По словам Уолтера Айзексона, «что бы там ни думал Стив, никто не планировал выбирать его Человеком года. Редакторы (я тогда был помощником редактора) заблаговременно решили посвятить итоговый выпуск компьютерам, а не какому-то конкретному человеку, и за несколько месяцев выбрали для фотографии на обложку произведение известного скульптора Джорджа Сигала». Главным редактором Time тогда был Рэй Кейв. «Мы не рассматривали кандидатуру Джобса, – подтверждает он. – Компьютер невозможно персонифицировать, поэтому тогда мы впервые решили поставить на обложку фото неодушевленного предмета. Скульптура Сигала – настоящий шедевр; мы не искали никакого лица на обложку».
====================
Переведите на английский язык предложение из фрагмента страницы о выборе обложки Time: «Компьютер невозможно персонифицировать, поэтому тогда мы впервые решили поставить на обложку фото неодушевленного предмета». Строки для работы не понадобятся.

[Строки набора данных о расположении объектов]
====================
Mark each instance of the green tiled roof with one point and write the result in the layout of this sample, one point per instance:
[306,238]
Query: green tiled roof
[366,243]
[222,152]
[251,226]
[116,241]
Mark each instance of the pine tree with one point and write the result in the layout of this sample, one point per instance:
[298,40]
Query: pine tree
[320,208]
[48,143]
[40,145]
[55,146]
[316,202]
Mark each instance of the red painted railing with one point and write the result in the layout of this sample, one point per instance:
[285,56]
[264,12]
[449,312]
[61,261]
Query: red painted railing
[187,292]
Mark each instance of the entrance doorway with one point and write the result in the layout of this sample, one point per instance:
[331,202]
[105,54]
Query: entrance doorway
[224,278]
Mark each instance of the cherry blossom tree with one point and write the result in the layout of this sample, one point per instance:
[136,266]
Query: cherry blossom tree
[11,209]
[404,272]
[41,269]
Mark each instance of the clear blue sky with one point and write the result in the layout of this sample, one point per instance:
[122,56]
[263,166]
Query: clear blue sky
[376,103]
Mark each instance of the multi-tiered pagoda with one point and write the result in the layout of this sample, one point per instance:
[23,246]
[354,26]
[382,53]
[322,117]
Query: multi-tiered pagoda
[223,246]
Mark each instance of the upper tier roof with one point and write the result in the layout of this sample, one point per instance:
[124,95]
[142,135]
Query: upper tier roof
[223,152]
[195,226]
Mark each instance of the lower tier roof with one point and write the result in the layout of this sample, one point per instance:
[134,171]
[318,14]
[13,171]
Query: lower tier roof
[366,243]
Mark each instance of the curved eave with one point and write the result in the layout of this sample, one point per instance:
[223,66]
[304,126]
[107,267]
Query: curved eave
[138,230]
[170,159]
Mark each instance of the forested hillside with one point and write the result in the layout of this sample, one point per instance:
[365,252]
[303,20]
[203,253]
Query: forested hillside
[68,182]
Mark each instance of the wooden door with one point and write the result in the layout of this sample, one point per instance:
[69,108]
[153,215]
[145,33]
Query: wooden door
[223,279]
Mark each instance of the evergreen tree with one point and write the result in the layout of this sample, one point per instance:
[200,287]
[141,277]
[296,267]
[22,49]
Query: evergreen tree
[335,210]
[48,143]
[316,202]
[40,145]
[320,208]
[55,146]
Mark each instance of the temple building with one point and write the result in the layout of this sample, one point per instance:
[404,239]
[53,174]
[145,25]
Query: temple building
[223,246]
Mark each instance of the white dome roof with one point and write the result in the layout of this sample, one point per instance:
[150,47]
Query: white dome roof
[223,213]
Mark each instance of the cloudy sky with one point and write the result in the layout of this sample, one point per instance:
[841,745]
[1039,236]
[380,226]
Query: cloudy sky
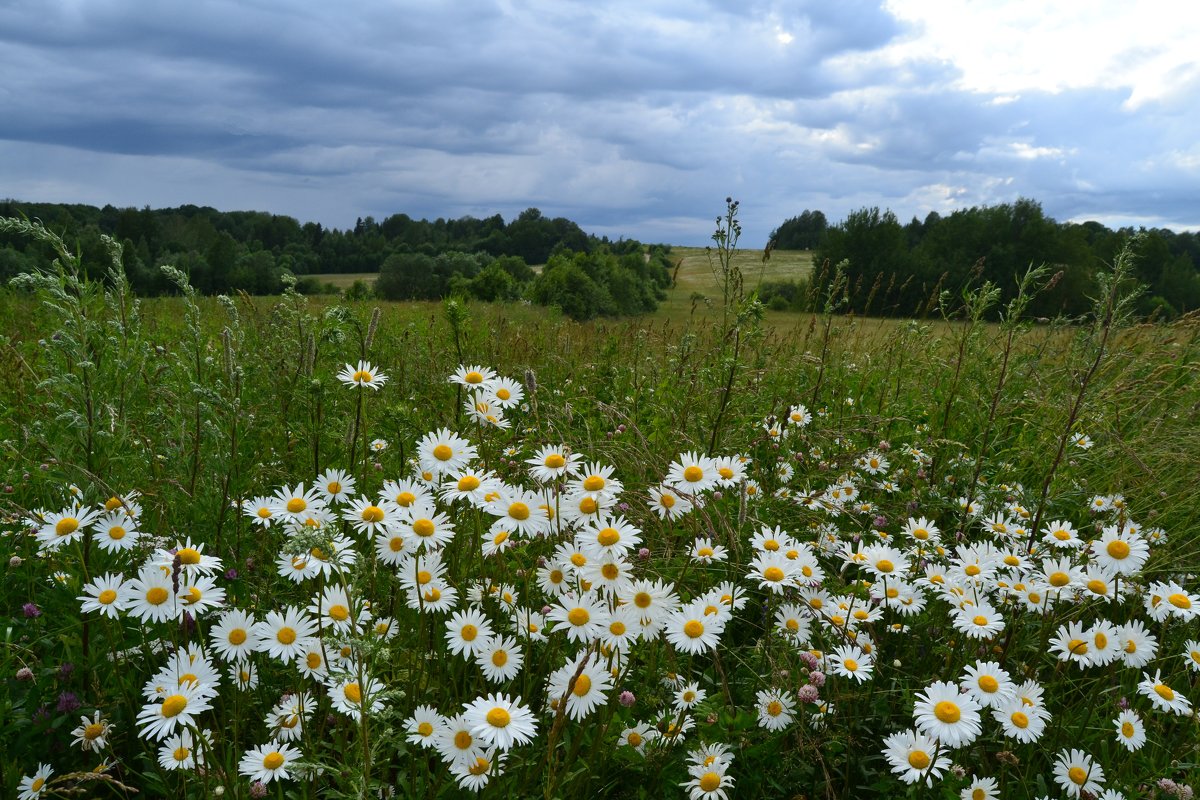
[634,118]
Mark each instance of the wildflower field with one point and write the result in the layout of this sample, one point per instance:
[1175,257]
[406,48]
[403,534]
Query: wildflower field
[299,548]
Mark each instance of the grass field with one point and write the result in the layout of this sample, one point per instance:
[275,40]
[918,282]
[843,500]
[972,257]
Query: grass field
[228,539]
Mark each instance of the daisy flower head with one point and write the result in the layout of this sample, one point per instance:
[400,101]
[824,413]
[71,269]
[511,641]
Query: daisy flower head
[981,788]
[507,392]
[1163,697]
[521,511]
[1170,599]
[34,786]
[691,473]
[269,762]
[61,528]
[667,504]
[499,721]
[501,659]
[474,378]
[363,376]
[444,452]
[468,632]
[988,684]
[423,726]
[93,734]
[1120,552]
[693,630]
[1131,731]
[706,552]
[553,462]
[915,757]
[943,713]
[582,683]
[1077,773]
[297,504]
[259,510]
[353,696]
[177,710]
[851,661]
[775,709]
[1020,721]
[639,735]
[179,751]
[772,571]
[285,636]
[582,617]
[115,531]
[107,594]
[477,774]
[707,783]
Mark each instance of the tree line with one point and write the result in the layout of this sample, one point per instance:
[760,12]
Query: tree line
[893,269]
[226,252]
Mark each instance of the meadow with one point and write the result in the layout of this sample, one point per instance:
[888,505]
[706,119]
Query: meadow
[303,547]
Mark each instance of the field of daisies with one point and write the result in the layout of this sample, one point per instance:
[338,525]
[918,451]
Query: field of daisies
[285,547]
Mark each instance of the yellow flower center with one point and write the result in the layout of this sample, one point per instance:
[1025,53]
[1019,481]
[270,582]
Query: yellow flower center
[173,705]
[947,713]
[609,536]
====================
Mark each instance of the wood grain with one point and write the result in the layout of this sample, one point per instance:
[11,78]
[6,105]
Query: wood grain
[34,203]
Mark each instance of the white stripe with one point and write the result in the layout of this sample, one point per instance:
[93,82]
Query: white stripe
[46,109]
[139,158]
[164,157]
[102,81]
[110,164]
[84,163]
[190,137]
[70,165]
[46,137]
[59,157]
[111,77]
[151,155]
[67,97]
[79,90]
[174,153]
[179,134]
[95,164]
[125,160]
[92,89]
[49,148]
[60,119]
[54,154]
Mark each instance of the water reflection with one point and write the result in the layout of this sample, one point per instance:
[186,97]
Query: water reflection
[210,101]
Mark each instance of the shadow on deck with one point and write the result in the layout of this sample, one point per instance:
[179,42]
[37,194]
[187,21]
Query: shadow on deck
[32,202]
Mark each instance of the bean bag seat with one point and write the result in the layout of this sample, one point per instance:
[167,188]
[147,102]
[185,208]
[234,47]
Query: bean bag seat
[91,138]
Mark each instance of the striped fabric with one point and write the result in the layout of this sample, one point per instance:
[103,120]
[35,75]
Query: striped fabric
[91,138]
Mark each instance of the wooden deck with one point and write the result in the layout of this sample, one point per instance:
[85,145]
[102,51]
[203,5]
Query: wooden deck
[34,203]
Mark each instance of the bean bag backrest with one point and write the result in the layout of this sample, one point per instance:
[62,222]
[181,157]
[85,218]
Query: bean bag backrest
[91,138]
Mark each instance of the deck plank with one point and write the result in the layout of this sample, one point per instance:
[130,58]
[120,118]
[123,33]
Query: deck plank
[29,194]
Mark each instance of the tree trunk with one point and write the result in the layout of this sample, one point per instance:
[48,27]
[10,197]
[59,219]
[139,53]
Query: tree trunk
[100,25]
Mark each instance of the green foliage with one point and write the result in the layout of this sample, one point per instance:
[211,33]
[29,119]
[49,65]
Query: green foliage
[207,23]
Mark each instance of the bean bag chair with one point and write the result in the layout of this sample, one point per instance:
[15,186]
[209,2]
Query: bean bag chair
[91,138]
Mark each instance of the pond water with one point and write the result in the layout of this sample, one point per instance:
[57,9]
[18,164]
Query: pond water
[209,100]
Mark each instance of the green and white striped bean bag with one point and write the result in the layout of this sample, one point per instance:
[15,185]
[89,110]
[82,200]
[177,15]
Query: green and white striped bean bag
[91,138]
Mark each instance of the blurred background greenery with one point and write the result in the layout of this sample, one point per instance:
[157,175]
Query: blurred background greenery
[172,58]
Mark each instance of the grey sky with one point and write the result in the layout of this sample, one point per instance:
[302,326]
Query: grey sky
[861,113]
====================
- **РЕШЕНИЕ ЗАДАНИЯ**:
A computer cannot be personified, so back then, for the first time, we decided to put a photo of an inanimate object on the cover.